• Written instruction:
Using the recollection about Axel Damgaard Olsen, answer these:
1. From which country did Axel move to Seattle, and when?
2. What did the writer pay for the kit, and what sail number came with it?
3. What make was the writer's sail?

• Given passage:

##############################

Memories about Axel Damgaard Olsen, the OK co-designer

by Gerald Elfendahl 1998

Axel was an elfen fellow with a twinkle in his eye like Santa Claus. He had a ready smile. You liked him immediately.

He was a tremendous teacher, though he would never want to wear that formal label. He just loved to share all he new and all he learned. He was my sailing mentor when I was in my early twenties.

He moved to Seattle with Gudrun from Denmark in the late 1950's. I was graduating from high school then and went away to college where I discovered and fell in love with both my wife and sailing. I was married to each when I returned to the Seattle area.

It took me another year to save enough money to buy a sailboat and there was no question what kind it would be. It was one that was inexpensive, high performance, alive, and fun. Axel and his many new friends in Seattle were the most fun gang of sailors around with a new type boat-- the OK Dinghy!

Seattle newspapers often carried pictures of these crazy folks planing OK's across the waters, leaning with backs arched out over the waves and flying spray. Freezing weather or summer sun, it didn't matter. These fanatics were sailing the lakes and inland seas here and often capsizing with little concern. Some wore wetsuits to protect from hypothermia. They were completely self-reliant on the water. They were having fun learning by racing together everywhere, anywhere.

This was for me. For $300, I got a kit with sail "US 11" and was in the water in no time.

I was young, quick and agile, though heavier than most. My Elvstrom sail was beautiful and my boat light. When we started racing with Axel and his friends, it wasn't long before we were crossing tacks with Axel himself.

Long weather legs to windward were always a challenge, especially for the elder folks in the fleet. What I lacked in finesse, I made up for in weight and endurance when it blew. When you sailed close to Axel, who was maybe in his forties at the time, it was a social event. He loved to talk.

##############################

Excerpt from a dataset
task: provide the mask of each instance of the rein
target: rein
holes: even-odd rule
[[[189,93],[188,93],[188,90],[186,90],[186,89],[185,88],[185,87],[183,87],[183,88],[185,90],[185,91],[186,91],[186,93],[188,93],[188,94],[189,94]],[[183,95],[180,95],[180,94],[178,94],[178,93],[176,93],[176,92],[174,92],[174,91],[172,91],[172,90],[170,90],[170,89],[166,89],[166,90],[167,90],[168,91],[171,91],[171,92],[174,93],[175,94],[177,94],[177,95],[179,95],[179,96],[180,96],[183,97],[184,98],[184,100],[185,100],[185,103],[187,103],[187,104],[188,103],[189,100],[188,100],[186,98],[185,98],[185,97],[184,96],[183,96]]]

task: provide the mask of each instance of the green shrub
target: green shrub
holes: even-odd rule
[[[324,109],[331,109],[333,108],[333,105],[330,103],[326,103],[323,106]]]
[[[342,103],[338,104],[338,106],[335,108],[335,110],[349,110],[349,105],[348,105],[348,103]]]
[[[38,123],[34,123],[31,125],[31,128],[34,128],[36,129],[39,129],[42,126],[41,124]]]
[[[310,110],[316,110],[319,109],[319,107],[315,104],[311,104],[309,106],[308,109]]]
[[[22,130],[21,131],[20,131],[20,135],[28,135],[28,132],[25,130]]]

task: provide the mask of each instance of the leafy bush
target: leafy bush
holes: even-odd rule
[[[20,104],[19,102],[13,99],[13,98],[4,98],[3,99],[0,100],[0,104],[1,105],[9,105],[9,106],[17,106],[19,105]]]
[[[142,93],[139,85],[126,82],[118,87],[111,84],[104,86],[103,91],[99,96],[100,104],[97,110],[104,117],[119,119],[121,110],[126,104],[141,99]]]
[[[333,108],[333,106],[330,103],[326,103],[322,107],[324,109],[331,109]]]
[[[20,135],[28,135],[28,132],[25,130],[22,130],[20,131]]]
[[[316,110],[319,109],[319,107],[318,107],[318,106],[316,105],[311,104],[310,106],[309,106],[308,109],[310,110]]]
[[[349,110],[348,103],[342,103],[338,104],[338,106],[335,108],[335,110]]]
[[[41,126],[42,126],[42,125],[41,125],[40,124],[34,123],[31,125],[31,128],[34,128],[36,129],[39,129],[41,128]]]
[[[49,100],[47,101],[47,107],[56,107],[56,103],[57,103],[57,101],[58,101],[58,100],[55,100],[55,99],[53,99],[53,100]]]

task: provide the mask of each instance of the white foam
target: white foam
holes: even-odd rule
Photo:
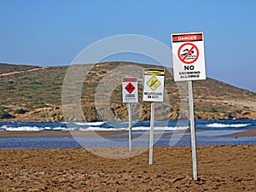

##############################

• Output of the exercise:
1. Denmark, in the late 1950's.
2. $300, with sail "US 11".
3. Elvstrom.